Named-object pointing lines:
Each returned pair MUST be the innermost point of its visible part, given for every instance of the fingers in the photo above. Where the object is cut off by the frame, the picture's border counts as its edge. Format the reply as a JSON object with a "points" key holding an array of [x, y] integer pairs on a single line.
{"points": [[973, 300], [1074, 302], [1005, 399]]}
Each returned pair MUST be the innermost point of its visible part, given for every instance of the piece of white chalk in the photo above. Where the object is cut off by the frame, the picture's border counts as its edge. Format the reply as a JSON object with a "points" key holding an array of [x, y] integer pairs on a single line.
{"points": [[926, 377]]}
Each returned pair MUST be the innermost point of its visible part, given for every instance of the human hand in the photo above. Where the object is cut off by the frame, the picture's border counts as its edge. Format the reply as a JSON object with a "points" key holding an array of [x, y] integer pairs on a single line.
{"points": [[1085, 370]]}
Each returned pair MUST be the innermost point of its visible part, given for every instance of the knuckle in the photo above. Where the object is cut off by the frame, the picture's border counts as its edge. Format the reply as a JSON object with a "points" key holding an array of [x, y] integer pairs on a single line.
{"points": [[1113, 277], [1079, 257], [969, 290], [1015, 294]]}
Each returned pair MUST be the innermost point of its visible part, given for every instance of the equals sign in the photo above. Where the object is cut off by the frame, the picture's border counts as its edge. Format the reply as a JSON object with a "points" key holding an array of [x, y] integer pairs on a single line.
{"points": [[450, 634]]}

WORK TO BE COMPLETED.
Present the lines above as a Markdown table with two columns, Row and Line. Number each line in the Row column and skip any blank lines.

EXERCISE RESULT.
| Row | Line |
|---|---|
| 1 | Each returned pair MUST be the innermost point of its visible part, given for every instance of the fingers in the photo above. Where the object is cut off by the frame, the picture's border counts as its edge. Format the reply as a JSON object with a "points" key holding an array of [x, y] integer pairs on a single line. |
| 2 | {"points": [[973, 300], [1074, 302], [1005, 399]]} |
| 3 | Each returned pair MUST be the innermost point of its visible part, given for every instance of the piece of white chalk in the photo above. Where the object is cut off by the frame, the picture's border counts as its edge. Format the reply as a JSON object with a "points" key holding an array of [x, y] integer pairs on a single line. |
| 4 | {"points": [[926, 377]]} |
| 5 | Each returned pair MUST be the innermost point of its visible part, given for every instance of the human hand in the photo above. Where the object is cut off by the frame, the picture's border counts as its edge. Format the reply as a JSON object with a "points" key holding an array of [x, y] integer pairs on a single line. |
| 6 | {"points": [[1085, 370]]} |
| 7 | Each returned pair MUST be the innermost point of its visible part, given for every instance of the knuckle in the photo above. Where the object is cut off by the frame, the picture's border counts as its edge. Format the reply as a JSON object with a "points" key holding an array of [x, y] integer pairs on a single line. |
| 8 | {"points": [[1113, 277], [1079, 257], [969, 290], [1015, 294]]} |
| 9 | Each returned pair MUST be the innermost point of its visible part, given for every instance of the equals sign in the photo above. Where the object is cut off by the frame, the picture's border counts as its edge. Format the reply as a JSON object with a "points" key holding an array of [x, y] integer pairs on a single line. |
| 10 | {"points": [[450, 634]]} |